(Task brief): Quote exactly the lines running from the line with "Target: roller shutter garage door" to the end of the entries, including both, and nothing else.

(Dataset content):
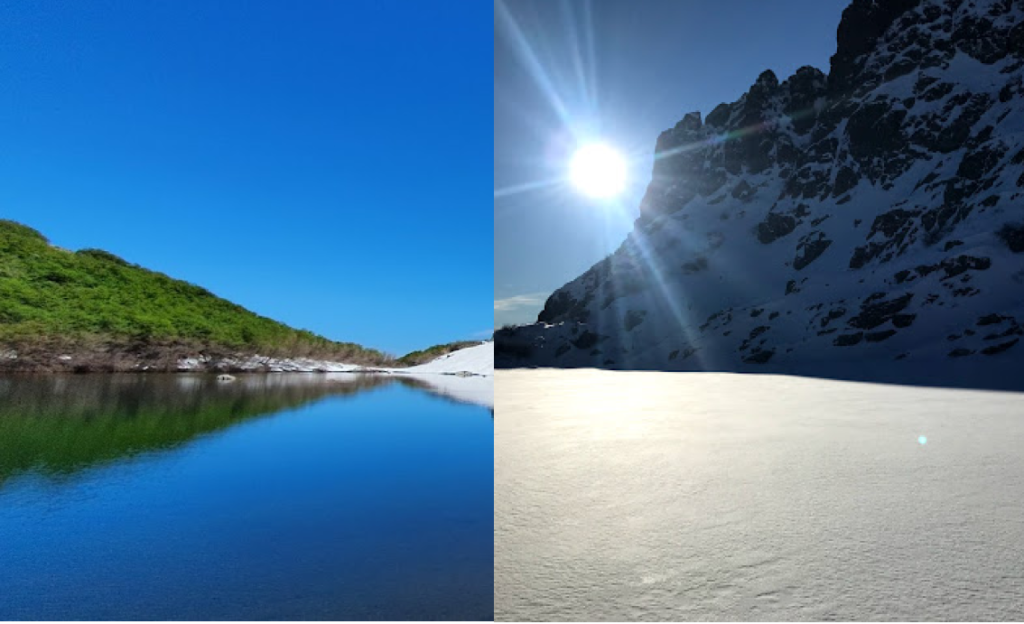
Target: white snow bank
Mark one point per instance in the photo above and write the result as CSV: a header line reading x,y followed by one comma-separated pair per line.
x,y
624,496
476,389
476,360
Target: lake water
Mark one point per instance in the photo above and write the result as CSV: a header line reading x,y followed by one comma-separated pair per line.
x,y
274,497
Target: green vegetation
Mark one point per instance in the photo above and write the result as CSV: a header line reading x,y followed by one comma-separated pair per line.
x,y
51,297
59,424
427,355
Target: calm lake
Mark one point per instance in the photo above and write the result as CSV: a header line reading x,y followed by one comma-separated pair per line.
x,y
273,497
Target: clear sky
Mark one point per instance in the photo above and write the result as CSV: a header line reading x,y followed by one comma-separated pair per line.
x,y
323,163
622,72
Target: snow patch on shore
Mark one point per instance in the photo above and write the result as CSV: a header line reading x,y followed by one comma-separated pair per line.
x,y
477,360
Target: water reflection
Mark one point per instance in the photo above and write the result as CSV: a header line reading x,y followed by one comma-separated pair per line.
x,y
58,424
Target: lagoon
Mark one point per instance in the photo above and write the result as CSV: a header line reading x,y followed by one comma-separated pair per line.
x,y
273,497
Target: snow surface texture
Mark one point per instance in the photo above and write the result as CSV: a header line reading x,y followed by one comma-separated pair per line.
x,y
866,220
477,360
639,496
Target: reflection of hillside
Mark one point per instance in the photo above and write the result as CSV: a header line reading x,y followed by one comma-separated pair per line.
x,y
59,424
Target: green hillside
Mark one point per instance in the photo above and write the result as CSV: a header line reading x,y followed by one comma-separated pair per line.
x,y
433,352
53,296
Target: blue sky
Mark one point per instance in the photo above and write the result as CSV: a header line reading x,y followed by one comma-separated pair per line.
x,y
622,72
322,163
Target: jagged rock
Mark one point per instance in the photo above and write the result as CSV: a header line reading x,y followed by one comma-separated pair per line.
x,y
913,131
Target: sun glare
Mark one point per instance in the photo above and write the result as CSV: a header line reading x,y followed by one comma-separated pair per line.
x,y
598,170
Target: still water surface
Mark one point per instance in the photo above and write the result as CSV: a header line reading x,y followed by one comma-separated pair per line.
x,y
276,497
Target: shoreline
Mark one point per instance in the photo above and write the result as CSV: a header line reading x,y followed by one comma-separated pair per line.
x,y
186,359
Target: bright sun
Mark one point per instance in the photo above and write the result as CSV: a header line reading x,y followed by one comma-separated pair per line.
x,y
598,170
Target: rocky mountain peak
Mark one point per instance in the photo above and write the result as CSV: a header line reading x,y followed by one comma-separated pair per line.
x,y
881,203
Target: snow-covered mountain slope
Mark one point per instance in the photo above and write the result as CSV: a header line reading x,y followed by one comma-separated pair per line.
x,y
477,360
871,217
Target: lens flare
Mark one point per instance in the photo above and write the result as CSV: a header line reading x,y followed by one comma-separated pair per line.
x,y
598,171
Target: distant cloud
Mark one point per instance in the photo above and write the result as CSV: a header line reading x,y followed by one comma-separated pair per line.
x,y
517,301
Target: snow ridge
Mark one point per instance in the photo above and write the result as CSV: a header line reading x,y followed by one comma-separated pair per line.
x,y
871,217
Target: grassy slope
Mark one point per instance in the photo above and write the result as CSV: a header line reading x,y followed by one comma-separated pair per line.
x,y
430,354
50,295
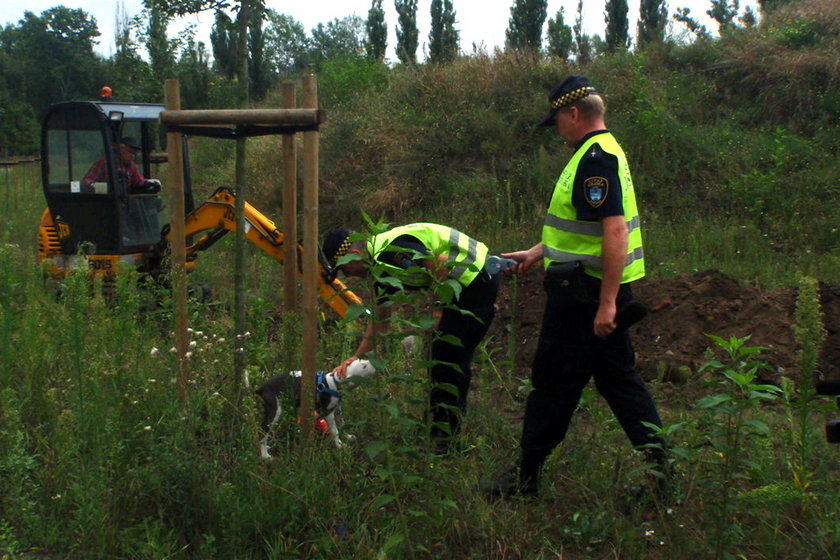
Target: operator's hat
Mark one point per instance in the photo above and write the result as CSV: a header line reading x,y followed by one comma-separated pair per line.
x,y
336,244
131,142
565,93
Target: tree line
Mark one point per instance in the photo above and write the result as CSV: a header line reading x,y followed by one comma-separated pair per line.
x,y
49,57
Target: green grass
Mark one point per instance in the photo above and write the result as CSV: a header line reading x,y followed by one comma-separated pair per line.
x,y
104,461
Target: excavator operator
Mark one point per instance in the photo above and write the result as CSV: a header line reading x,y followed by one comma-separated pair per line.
x,y
126,170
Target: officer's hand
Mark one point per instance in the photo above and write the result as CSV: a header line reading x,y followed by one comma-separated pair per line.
x,y
524,261
341,371
151,185
605,319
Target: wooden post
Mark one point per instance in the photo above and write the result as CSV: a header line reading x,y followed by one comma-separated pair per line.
x,y
289,207
239,325
310,261
178,242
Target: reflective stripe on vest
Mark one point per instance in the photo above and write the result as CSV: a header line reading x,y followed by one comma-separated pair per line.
x,y
467,254
565,238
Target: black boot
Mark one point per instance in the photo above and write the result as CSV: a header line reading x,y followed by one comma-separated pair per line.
x,y
523,480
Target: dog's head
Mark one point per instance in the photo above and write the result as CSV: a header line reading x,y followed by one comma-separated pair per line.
x,y
360,368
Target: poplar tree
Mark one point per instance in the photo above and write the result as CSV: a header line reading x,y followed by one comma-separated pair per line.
x,y
583,44
223,43
724,12
653,14
443,37
377,32
407,34
525,24
560,39
617,34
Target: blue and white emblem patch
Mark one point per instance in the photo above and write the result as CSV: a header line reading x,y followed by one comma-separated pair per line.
x,y
595,190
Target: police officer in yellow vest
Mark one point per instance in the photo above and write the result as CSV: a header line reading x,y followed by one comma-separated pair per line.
x,y
413,254
592,251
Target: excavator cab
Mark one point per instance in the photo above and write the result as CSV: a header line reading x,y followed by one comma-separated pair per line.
x,y
100,217
87,175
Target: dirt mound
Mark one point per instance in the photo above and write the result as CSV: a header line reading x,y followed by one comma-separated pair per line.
x,y
671,341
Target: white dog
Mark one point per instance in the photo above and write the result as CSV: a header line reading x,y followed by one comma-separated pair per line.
x,y
328,399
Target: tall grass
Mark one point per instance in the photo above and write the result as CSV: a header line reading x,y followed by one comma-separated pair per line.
x,y
100,459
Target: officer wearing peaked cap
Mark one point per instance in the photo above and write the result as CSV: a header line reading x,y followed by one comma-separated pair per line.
x,y
591,248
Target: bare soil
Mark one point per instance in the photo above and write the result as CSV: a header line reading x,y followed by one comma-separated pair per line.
x,y
670,341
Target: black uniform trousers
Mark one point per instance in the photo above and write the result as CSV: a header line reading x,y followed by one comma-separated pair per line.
x,y
452,363
569,355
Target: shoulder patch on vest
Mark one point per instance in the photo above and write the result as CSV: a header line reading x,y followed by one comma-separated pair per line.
x,y
595,190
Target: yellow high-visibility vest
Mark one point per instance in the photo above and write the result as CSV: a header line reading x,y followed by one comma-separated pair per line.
x,y
465,255
566,239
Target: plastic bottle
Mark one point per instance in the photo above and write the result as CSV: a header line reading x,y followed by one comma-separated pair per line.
x,y
496,264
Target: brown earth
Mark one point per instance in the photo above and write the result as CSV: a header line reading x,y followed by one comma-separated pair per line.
x,y
670,341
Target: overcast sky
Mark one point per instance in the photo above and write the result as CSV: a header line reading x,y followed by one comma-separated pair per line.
x,y
481,22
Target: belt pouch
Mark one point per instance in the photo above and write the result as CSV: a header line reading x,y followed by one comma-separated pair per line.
x,y
565,285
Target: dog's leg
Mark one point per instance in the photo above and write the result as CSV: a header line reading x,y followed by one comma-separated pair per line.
x,y
333,427
339,421
271,413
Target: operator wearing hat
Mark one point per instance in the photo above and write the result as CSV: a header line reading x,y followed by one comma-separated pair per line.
x,y
126,169
591,248
424,256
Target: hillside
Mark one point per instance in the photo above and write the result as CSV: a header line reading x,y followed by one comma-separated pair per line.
x,y
670,344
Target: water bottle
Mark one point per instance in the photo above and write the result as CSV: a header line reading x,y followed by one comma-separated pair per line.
x,y
496,264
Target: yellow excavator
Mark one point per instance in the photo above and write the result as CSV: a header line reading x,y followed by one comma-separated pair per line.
x,y
102,214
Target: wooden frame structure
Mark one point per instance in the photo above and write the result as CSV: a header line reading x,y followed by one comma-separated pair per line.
x,y
239,124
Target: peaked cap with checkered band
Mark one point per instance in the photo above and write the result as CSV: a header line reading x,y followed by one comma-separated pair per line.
x,y
565,93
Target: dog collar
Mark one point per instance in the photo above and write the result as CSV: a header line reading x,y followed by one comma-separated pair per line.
x,y
323,385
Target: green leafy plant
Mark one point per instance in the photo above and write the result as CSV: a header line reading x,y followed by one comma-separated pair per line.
x,y
732,422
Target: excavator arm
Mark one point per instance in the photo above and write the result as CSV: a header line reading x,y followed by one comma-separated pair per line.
x,y
213,219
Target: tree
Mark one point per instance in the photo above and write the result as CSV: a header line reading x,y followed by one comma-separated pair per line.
x,y
51,58
193,71
286,44
683,15
161,52
223,42
770,6
245,10
615,16
443,37
525,25
129,72
583,43
653,15
377,32
724,12
560,41
259,67
407,34
341,37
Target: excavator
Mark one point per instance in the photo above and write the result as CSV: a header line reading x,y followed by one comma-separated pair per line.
x,y
100,218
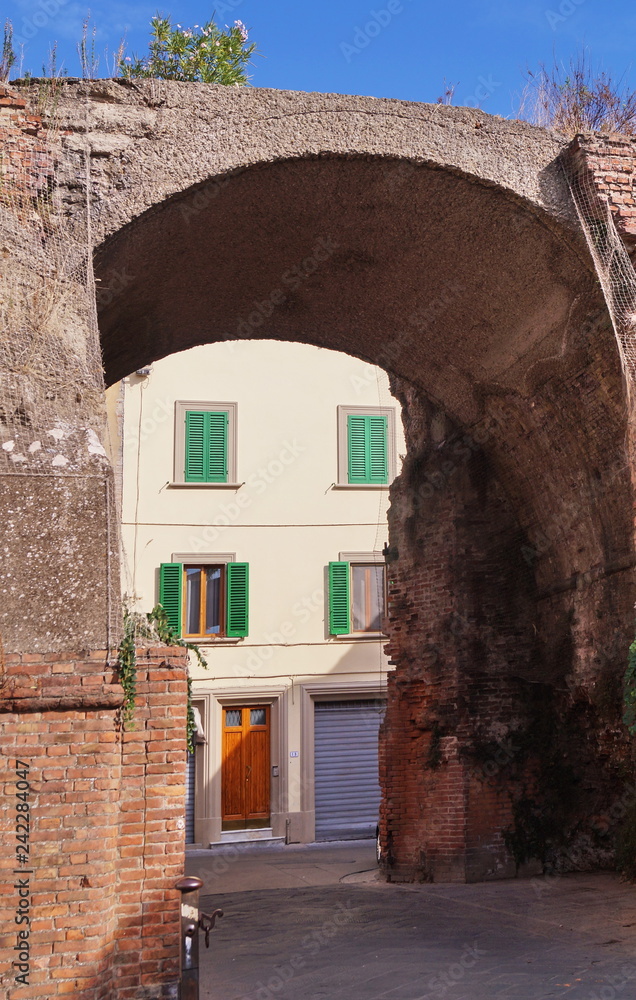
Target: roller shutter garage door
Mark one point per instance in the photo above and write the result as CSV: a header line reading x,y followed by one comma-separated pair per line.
x,y
346,768
190,772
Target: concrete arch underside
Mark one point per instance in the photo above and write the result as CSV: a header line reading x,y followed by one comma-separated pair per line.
x,y
442,245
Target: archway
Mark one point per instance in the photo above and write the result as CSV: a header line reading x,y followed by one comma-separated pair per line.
x,y
440,244
511,539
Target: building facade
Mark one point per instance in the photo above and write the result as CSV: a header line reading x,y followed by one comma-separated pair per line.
x,y
253,505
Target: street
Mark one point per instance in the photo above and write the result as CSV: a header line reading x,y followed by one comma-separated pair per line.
x,y
309,922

(Reply):
Target: roller shutter garage door
Mark one point per instance in the photo above and write the result as CSV: a header line reading x,y followed by one comma-separated pair per line.
x,y
346,768
190,772
Target: concrete arch underside
Mark one point per instance in the photo above and write the result as CSV: a header line reading x,y followed by one comma-separated pair per line.
x,y
442,245
Target: archway
Mark one point per instance in the photo above and write the result as CSV: a header line reading x,y followed by one comma-separated pair per line.
x,y
440,244
511,539
Target: building facade
Mark one point per instance in the photo above and write the result as CSV: a header line reading x,y followed by one comma-separated pair per line.
x,y
253,505
Target: street
Mark one point per instance in the photo above and write the result as CSV: a header line reading x,y followed by one comma-separated pair per line.
x,y
309,922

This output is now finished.